--- Point localization data ---
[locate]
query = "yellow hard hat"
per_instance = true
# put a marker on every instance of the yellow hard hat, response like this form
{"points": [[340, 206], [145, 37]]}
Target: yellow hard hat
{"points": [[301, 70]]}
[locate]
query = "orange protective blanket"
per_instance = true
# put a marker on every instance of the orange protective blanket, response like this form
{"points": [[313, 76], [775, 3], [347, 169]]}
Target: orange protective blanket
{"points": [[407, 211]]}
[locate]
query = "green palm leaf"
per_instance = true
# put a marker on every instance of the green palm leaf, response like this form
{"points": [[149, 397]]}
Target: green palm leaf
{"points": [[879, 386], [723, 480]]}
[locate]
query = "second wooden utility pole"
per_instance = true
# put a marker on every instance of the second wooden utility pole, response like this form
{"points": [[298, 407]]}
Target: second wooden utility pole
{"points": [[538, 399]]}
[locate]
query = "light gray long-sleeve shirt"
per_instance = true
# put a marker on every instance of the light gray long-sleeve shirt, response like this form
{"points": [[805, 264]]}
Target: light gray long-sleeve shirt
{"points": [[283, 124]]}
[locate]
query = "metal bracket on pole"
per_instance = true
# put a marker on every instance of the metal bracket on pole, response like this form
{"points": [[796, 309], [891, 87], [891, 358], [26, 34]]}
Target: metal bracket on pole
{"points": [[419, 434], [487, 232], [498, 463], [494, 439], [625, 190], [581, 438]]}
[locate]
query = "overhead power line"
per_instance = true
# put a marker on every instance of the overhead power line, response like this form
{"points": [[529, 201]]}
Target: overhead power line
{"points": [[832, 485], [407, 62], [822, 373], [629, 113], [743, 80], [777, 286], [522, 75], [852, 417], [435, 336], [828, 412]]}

--- Task requirements ---
Determine how many lines in the preceding records include the word "query". The answer is that number alone.

--- Solution for this task ---
7